TUGAS 1:
Jawablah pertanyaan berikut berdasarkan artikel di bawah.
(a) Berapa kira-kira jarak kota yang dibahas dari Makkah?
(b) Apa nama kota tersebut?
(c) Di negara mana kota itu berada?
-*-*-
Selasa, 24 Maret 2015

Akhir Dari Kota Kesyirikan


Awalnya kota ini dihuni oleh seluruh manusia yang kafir atau musyrik. Padahal jaraknya hanya sekitar 80 km saja dari Makkah. Namun saat ini, sejak kota ini ditaklukkan, seluruh penduduk ini telah bertauhid dan istiqamah diatas tauhidnya sampai sekarang, insya Allah Ta'ala. Apa yang telah terjadi pada kota ini sehingga penduduknya bertauhid semua?
Inilah kota Thaif, salah 1 kota yang berada di dalam negara Saudi Arabia.
-*-*-
TUGAS 2:
Kembalikan semua baris dalam catatan di bawah yang mengandung kata "post".
-*-*-
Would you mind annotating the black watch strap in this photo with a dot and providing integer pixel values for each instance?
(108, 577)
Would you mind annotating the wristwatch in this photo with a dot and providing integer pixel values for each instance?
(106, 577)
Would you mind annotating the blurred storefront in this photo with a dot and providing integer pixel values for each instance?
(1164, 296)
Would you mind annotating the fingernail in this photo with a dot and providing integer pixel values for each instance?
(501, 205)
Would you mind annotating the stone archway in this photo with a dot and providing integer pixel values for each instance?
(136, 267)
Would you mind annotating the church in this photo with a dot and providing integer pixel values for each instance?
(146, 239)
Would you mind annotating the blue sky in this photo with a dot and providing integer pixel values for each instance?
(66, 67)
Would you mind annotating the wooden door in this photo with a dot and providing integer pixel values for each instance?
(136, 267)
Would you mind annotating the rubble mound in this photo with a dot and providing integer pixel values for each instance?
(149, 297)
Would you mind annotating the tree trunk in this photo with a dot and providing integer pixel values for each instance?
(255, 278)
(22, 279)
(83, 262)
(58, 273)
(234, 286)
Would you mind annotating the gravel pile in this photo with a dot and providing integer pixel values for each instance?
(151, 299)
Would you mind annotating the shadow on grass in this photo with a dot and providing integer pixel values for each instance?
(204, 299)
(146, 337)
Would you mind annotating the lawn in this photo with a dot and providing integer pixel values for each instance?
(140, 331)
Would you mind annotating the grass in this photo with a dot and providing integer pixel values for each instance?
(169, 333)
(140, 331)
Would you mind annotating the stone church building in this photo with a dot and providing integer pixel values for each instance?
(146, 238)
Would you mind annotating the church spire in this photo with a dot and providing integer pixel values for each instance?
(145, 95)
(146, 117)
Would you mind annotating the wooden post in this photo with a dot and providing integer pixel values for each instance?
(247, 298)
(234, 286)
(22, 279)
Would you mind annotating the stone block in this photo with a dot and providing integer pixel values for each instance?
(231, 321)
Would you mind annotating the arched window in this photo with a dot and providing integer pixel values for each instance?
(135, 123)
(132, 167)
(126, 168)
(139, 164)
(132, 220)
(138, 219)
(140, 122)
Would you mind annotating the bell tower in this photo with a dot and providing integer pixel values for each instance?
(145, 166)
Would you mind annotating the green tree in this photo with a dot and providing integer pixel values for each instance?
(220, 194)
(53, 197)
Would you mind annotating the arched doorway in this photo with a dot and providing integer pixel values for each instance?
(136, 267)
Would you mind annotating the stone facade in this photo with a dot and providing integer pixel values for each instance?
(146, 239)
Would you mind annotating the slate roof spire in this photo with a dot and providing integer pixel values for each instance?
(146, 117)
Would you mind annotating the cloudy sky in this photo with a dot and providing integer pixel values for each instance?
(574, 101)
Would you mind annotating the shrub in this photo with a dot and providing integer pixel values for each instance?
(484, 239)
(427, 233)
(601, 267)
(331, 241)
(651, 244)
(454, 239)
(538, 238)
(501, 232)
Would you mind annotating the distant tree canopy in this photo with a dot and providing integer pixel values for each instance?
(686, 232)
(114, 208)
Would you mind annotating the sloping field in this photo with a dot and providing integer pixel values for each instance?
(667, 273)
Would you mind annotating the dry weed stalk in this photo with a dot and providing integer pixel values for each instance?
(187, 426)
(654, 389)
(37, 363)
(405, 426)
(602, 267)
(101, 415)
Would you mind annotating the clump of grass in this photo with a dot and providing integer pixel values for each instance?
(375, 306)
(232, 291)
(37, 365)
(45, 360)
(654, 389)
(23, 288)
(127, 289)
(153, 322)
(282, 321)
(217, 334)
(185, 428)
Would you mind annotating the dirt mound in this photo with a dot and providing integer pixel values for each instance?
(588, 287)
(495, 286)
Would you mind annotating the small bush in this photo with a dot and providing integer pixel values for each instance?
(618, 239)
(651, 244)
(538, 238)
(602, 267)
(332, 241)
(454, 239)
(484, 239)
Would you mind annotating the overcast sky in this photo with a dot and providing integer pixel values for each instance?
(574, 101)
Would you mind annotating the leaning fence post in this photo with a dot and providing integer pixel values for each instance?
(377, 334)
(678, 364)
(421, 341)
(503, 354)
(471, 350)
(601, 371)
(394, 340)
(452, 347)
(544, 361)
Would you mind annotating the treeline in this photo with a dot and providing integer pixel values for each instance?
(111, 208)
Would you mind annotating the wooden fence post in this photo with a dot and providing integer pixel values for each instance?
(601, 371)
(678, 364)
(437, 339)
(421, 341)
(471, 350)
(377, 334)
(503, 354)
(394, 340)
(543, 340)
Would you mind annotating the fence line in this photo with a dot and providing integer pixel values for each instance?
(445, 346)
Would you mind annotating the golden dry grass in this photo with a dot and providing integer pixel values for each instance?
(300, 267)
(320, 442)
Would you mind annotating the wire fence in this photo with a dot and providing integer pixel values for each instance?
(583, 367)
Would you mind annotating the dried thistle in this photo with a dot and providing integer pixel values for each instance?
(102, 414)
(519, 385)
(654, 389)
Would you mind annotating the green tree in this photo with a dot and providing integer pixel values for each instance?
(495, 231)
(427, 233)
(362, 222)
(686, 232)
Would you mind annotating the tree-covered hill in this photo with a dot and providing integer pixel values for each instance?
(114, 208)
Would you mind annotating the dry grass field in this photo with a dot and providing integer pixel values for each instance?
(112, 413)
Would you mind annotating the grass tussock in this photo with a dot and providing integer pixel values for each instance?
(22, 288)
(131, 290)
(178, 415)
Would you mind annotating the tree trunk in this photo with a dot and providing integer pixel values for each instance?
-*-*-
JAWABAN TUGAS 1:
(a) Sekitar 80 km.
(b) Thaif.
(c) Saudi Arabia.

JAWABAN TUGAS 2:
Would you mind annotating the wooden post in this photo with a dot and providing integer pixel values for each instance?
Would you mind annotating the leaning fence post in this photo with a dot and providing integer pixel values for each instance?
Would you mind annotating the wooden fence post in this photo with a dot and providing integer pixel values for each instance?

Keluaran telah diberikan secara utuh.